▶ THE EXERCISE:
How many lines in the records below contain the word "black"? Reply with the number alone.
+++++
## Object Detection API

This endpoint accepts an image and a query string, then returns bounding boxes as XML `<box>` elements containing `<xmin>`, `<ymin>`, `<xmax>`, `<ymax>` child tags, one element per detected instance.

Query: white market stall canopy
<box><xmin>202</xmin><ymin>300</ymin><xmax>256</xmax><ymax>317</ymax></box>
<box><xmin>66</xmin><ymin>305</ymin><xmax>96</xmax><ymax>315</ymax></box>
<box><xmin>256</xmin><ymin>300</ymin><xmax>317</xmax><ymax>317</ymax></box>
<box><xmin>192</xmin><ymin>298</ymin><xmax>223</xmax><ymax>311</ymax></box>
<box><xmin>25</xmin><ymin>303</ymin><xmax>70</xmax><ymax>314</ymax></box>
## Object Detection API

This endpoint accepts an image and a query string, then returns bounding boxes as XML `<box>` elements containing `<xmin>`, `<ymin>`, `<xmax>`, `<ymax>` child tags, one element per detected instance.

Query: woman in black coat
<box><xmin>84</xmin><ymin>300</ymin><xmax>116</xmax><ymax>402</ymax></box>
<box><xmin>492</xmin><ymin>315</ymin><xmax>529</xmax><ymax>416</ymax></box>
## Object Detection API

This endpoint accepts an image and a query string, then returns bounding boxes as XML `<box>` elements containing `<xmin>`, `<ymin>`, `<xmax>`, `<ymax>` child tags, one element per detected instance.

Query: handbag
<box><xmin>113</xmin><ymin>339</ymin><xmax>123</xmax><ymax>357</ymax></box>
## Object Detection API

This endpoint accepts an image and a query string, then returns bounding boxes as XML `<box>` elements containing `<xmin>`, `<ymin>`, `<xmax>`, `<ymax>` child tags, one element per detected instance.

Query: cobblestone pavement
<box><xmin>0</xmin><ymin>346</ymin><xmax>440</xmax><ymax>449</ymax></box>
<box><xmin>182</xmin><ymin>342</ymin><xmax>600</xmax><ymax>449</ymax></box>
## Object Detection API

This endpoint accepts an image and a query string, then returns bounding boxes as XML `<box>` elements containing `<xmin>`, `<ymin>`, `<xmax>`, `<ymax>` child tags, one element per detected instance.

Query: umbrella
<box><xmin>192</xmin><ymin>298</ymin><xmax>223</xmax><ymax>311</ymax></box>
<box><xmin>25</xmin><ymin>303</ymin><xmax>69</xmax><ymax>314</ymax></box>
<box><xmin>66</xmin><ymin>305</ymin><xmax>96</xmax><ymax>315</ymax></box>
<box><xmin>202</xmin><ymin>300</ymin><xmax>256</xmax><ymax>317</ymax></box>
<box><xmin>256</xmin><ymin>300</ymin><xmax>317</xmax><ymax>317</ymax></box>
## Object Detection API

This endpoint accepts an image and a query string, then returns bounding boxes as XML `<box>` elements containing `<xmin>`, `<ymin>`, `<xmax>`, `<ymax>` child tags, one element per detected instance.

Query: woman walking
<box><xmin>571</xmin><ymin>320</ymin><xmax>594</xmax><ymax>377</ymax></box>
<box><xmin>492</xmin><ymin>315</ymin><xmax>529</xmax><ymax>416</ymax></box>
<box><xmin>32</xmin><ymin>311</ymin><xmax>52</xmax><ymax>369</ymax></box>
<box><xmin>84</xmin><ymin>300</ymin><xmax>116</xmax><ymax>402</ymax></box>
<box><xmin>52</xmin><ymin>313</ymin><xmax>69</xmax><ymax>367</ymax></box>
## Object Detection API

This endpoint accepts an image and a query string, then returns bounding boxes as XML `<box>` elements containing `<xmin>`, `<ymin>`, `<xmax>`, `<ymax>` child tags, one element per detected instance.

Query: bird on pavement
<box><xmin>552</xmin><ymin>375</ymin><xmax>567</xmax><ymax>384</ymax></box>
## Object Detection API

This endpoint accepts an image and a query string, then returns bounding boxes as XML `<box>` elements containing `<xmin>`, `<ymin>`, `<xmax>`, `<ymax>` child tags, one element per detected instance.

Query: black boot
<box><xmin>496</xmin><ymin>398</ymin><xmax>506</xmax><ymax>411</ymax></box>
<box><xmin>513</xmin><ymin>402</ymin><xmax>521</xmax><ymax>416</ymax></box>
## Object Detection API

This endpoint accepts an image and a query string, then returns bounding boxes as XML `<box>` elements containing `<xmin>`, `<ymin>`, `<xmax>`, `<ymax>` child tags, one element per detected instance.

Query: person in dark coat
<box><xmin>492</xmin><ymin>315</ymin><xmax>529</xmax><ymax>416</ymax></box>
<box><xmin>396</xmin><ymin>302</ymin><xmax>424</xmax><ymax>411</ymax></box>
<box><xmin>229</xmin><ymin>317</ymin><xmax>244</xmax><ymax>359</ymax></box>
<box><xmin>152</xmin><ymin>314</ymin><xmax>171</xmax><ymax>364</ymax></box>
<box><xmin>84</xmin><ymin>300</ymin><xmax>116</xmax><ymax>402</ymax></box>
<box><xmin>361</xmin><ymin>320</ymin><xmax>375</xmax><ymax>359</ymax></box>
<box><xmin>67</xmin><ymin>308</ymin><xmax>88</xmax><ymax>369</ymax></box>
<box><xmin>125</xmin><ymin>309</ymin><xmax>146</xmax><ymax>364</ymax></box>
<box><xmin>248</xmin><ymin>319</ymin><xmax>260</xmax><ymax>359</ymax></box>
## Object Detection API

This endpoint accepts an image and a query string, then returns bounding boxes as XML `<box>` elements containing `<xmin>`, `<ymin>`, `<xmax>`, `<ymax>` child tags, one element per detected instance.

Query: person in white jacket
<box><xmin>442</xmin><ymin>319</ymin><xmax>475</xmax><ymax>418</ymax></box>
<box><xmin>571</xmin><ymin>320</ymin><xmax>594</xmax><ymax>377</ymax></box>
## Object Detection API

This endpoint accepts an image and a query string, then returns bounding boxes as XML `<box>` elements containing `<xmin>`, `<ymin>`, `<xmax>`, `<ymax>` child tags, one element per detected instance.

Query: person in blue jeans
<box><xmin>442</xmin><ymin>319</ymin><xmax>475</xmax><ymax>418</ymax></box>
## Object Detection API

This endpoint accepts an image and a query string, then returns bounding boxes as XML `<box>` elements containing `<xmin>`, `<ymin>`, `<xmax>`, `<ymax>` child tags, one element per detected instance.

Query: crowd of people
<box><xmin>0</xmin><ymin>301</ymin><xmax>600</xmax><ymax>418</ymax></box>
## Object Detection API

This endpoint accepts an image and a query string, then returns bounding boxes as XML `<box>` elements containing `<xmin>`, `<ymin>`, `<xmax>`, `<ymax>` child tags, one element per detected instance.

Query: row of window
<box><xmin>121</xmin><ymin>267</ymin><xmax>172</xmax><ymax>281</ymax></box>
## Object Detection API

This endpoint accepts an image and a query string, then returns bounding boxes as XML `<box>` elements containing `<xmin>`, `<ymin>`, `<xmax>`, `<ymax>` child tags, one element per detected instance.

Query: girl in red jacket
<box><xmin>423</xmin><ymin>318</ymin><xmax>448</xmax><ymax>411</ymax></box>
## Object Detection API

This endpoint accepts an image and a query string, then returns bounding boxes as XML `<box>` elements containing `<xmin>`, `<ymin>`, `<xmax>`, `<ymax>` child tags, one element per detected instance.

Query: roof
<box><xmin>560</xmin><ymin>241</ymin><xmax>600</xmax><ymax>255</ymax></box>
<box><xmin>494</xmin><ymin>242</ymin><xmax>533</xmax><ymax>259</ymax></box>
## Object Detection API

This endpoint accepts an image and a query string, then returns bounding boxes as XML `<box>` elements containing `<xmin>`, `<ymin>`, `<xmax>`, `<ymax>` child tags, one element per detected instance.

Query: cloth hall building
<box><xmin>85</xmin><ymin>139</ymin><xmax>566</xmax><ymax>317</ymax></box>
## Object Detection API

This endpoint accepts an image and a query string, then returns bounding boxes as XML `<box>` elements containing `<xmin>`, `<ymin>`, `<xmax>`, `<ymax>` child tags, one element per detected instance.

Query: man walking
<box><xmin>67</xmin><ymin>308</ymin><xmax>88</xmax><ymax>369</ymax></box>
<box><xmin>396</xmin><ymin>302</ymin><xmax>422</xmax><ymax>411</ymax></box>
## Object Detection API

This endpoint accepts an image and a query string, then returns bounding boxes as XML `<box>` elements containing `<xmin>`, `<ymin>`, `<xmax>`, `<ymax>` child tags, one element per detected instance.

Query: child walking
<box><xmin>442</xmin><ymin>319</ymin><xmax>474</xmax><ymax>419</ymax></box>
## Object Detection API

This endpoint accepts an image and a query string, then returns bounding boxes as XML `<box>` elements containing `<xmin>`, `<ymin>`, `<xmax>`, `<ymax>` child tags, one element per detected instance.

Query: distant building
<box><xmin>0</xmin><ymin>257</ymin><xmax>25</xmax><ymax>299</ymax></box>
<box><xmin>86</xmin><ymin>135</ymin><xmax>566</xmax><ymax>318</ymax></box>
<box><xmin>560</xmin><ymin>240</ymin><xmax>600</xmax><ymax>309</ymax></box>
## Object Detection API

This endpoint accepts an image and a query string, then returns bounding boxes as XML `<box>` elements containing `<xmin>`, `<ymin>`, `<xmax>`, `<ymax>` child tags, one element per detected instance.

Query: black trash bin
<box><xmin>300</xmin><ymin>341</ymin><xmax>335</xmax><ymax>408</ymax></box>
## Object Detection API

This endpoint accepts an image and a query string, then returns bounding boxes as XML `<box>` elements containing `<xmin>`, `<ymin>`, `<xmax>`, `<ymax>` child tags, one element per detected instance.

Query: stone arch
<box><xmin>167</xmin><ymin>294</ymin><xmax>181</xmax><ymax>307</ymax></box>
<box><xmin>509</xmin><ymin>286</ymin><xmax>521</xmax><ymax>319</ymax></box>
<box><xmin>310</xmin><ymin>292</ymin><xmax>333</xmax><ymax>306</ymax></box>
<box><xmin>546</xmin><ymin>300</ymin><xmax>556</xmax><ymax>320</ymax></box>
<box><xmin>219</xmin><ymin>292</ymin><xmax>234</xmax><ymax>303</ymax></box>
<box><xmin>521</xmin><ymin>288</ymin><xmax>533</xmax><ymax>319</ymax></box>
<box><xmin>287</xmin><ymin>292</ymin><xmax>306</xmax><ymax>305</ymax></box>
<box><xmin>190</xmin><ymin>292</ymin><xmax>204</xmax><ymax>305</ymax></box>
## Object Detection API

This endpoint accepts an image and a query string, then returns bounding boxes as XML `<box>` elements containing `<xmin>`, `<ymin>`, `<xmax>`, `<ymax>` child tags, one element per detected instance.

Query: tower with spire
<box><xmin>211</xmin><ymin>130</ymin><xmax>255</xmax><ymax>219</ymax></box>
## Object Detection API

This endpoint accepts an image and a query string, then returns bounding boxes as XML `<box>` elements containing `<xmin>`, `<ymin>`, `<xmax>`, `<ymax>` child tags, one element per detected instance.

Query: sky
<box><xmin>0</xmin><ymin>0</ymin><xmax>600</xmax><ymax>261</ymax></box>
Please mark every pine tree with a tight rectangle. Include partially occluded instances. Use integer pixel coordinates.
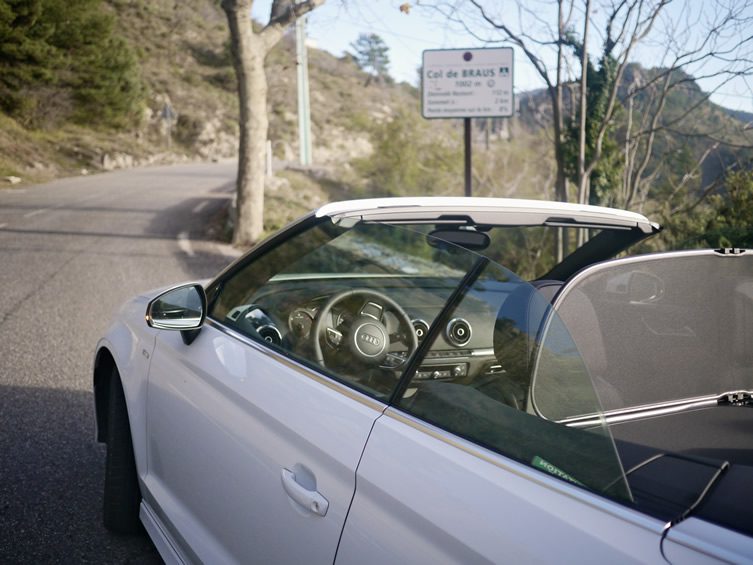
+++++
▶ WORKED ANSWER:
3